- Your assignment
Check every line of the data and copy the ones where "evenodd" appears.
***** Material provided
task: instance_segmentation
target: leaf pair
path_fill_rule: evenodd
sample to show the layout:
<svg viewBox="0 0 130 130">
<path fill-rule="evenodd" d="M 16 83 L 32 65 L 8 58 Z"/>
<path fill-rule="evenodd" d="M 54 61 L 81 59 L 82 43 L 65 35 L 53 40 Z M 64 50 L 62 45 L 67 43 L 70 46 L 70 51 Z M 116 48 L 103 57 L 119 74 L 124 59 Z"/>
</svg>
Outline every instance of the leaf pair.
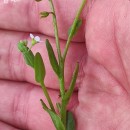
**********
- Answer area
path_fill_rule: evenodd
<path fill-rule="evenodd" d="M 16 83 L 32 65 L 8 58 Z"/>
<path fill-rule="evenodd" d="M 54 61 L 81 59 L 82 43 L 65 35 L 53 40 Z M 64 50 L 62 45 L 67 43 L 70 46 L 70 51 Z M 116 48 L 103 57 L 119 74 L 124 59 Z"/>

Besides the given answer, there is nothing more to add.